▸ **WHAT IS REQUIRED**:
Quote the whole listing word for word, please.
--- begin ---
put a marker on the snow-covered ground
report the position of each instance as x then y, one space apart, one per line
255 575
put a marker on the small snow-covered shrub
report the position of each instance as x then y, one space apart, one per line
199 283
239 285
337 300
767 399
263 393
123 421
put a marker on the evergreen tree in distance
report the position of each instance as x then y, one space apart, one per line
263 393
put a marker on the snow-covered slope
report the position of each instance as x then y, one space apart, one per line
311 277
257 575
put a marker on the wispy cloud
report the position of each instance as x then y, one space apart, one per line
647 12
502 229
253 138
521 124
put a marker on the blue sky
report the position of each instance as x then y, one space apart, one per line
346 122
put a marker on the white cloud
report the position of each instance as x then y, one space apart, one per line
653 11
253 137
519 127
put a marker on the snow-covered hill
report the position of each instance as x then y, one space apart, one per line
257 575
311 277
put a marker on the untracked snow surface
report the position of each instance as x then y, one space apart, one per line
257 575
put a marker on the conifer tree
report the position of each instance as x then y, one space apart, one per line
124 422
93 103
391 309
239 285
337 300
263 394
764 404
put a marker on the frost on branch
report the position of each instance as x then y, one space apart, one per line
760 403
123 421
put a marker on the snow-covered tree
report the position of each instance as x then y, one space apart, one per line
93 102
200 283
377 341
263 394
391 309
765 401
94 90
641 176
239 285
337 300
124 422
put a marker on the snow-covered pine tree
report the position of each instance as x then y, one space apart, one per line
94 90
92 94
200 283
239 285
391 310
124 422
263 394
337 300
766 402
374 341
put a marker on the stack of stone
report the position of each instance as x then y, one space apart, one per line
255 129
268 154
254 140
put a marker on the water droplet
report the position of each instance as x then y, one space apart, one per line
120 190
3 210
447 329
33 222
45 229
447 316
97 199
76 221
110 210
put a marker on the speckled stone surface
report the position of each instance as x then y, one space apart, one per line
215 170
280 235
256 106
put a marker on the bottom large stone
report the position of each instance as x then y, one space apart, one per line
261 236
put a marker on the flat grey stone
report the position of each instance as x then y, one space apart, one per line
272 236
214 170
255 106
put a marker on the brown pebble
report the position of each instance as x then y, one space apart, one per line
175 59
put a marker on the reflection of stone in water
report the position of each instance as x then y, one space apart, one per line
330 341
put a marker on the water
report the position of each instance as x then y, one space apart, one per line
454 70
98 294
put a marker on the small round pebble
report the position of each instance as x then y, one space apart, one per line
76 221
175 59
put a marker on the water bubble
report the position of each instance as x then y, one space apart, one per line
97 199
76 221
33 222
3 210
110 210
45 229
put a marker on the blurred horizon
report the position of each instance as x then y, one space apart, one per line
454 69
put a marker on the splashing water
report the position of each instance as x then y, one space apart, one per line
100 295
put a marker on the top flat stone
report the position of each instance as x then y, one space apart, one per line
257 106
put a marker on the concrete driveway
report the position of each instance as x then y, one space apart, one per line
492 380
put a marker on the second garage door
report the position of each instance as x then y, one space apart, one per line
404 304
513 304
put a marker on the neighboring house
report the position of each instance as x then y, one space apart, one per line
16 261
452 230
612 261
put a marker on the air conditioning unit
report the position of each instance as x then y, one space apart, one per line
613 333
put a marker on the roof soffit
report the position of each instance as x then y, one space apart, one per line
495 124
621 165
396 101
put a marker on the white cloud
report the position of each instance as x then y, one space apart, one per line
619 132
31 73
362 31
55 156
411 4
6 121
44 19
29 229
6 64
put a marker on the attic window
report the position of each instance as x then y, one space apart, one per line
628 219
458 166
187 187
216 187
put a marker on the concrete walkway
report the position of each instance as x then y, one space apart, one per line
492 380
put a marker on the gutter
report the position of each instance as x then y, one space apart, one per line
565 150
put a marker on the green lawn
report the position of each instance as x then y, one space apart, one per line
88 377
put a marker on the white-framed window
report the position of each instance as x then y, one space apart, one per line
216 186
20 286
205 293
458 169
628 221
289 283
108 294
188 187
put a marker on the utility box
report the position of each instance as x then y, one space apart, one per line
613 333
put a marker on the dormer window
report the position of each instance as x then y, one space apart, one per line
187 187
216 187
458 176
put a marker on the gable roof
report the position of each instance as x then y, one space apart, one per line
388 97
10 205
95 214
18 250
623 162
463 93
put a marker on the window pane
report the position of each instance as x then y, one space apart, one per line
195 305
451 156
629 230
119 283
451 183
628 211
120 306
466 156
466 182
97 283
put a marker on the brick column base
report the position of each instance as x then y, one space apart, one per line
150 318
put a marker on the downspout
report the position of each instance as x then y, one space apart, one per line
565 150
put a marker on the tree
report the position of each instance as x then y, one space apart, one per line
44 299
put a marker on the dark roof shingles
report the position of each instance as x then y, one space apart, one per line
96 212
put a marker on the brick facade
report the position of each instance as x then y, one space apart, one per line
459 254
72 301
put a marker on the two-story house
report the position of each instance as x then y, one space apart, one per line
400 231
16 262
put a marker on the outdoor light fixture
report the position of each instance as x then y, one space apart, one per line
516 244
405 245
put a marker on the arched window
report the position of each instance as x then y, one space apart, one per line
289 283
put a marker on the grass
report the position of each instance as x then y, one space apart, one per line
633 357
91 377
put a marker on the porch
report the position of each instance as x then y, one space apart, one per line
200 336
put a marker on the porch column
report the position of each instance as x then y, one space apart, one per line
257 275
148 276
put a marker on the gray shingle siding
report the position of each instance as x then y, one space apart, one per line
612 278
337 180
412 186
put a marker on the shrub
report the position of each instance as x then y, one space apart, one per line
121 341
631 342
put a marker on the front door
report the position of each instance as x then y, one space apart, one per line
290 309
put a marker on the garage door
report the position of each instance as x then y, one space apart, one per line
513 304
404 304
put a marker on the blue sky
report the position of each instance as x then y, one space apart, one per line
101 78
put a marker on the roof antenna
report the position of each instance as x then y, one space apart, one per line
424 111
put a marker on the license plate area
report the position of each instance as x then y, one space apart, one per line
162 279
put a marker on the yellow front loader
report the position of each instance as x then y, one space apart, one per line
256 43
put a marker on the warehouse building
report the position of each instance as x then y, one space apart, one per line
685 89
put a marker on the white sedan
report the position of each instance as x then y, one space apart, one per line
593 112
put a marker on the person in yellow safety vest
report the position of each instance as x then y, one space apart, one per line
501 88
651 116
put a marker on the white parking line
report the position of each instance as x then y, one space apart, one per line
--- end ---
▸ **THE RESPONSE**:
put a marker on the snow-covered ground
report the position of each instance as x then y, one space apart, one per line
255 575
put a marker on the small snow-covered shrub
report the position of each instance as x then y, one space apart, one per line
199 283
239 285
337 300
767 399
263 393
123 421
put a marker on the evergreen tree in distance
report the position of each instance as x then y, one space apart, one per line
263 393
put a marker on the snow-covered slope
report the position of each instance as x then y, one space apart, one per line
311 277
257 575
put a marker on the wispy cloud
report the position of each instance as x then y, one space apart, one per line
647 12
502 229
253 138
521 124
put a marker on the blue sky
report the position of each instance as x then y, one space apart, one per line
346 122
put a marker on the white cloud
report the position of each instance as x then y, one space apart, one per line
653 11
253 137
519 127
put a marker on the snow-covered hill
report the position of each instance as x then y, one space apart, one per line
257 575
311 277
put a marker on the untracked snow surface
report the position of each instance as x then y, one space apart, one per line
257 575
put a marker on the conifer tree
report the position of each instance as x then y, one space apart, one per line
124 422
93 103
391 309
239 285
337 300
263 394
764 404
put a marker on the frost on branch
report the position of each instance as x then y, one space apart, one per line
760 403
123 421
put a marker on the snow-covered tree
report the position of each instance as x then y, one space apart, one per line
93 102
200 283
377 341
263 394
391 309
765 401
94 90
641 176
239 285
337 300
124 422
put a marker on the snow-covered pine tree
report the position of each instance as x then y, one space apart, one per line
94 90
92 94
200 283
239 285
391 310
124 422
263 394
337 300
766 402
374 341
put a marker on the stack of stone
report the position of each instance as x then y, one space apart, one per line
255 129
268 154
254 140
put a marker on the water droplet
report the position of each instance as x then y, one space apart, one per line
120 190
3 210
447 329
33 222
45 229
447 316
97 199
76 221
110 210
put a marker on the speckled stone surface
report the position of each instance as x then y, one space apart, one per line
215 170
280 235
256 106
put a marker on the bottom large stone
report the position of each instance as x then y, one space apart, one per line
261 236
put a marker on the flat grey stone
report the position of each instance as x then y, one space apart, one per line
272 236
214 170
255 106
put a marker on the brown pebble
report the position of each instance as x then y, one space apart, one per line
175 59
put a marker on the reflection of stone in water
report the position of each instance as x then y, one space apart, one per line
330 341
put a marker on the water
report the position of each instance as x then y, one space apart, one per line
454 70
98 294
put a marker on the small round pebble
report the position of each instance as x then y, one space apart, one per line
76 221
175 59
put a marker on the water bubble
report the position of each instance as x then y, one space apart, one per line
97 199
76 221
33 222
3 210
110 210
45 229
put a marker on the blurred horizon
report the position of each instance as x then y, one space apart, one per line
454 69
put a marker on the splashing water
report the position of each instance as x then y, one space apart, one per line
100 295
put a marker on the top flat stone
report the position of each instance as x then y, one space apart, one per line
257 106
put a marker on the concrete driveway
report the position of each instance as x then y, one space apart, one per line
492 380
put a marker on the second garage door
report the position of each instance as x then y, one space apart, one per line
404 304
513 304
put a marker on the neighboring house
report the position of each instance as x then y, one space apart, one per line
16 261
452 230
612 261
put a marker on the air conditioning unit
report the position of each instance as x then y, one space apart, one per line
613 333
put a marker on the roof soffit
report the position of each instance as x then y, one space apart, one per line
495 124
621 165
396 101
put a marker on the white cloud
report the position of each instance as x then y, one space apart, one per line
619 132
31 73
362 31
55 156
411 4
6 121
44 19
29 229
6 64
put a marker on the attic window
report the position of each instance as x then y, one space apart, one per line
628 219
458 166
187 187
216 187
put a marker on the concrete walkway
report the position of each instance as x then y, one space apart, one per line
492 380
put a marker on the gutter
report the position of each instance as x then y, one space apart, one per line
565 150
put a marker on the green lawn
report the position of each instance as x then y, one space apart, one per line
88 377
put a marker on the white-framed window
report the position of each instance as x then y, one space apart, one per line
216 186
20 286
205 293
458 169
628 221
289 283
108 294
188 187
put a marker on the utility box
report the position of each instance as x then y, one space apart, one per line
613 333
put a marker on the dormer window
report the position of each instance as x then y, one space apart, one per line
187 187
216 187
458 176
put a marker on the gable roof
report the position of each instance as x then y, one space apart, one per line
388 97
10 205
95 214
18 250
623 162
463 93
put a marker on the window pane
report the position of each instance as x then y, one space apart, one per line
195 305
451 156
629 230
119 283
451 183
628 211
120 306
466 156
466 182
97 283
put a marker on the brick column base
report the position of each instance as x then y, one space apart, one per line
150 318
put a marker on the downspout
report the position of each instance as x then y, one space apart, one per line
565 150
put a marker on the tree
report the position of each instance as x then y, one space apart, one per line
44 299
put a marker on the dark roof shingles
report the position of each instance as x then y, one space apart, one per line
96 212
put a marker on the brick facade
report the position of each instance as x then y, one space apart, one per line
459 254
72 301
put a marker on the two-story house
report the position of each instance as x then y, one space apart, one per line
400 231
16 262
put a marker on the outdoor light fixture
report the position of each instance as x then y, one space apart, one per line
516 244
405 245
put a marker on the arched window
report the position of each instance as x then y, one space apart, one per line
289 283
put a marker on the grass
report the position of each instance as x then y, one space apart, one per line
633 357
91 377
put a marker on the porch
report the position of each instance as x then y, one space apart, one per line
200 336
put a marker on the porch column
report the position of each instance as x then y, one space apart, one per line
257 275
148 276
put a marker on the gray shingle siding
report the position of each instance as x then y, one space apart, one per line
612 278
337 180
412 186
put a marker on the shrub
report the position of each instance as x then y, one space apart, one per line
121 341
631 342
put a marker on the front door
report the position of each instance as x then y, one space apart, one per line
290 309
put a marker on the garage door
report the position of each instance as x then y, one space apart, one per line
513 304
404 304
put a marker on the blue sky
report the position of each instance as x then y, one space apart, one per line
101 78
put a marker on the roof antenna
report the position of each instance as x then y, one space apart, one per line
424 111
put a marker on the license plate area
report the position of each instance as x then y, one space apart, one per line
162 279
put a marker on the yellow front loader
report the position of each instance as x then y, one space apart, one per line
256 43
put a marker on the warehouse building
report the position of each instance as x then y, one space apart, one per line
685 89
put a marker on the white sedan
report the position of each instance as x then y, one space apart, one per line
593 112
put a marker on the person in yellow safety vest
report the position of each instance as x then y, one space apart, one per line
501 88
651 116
put a marker on the white parking line
report the position of each instance as x then y, one space apart, one per line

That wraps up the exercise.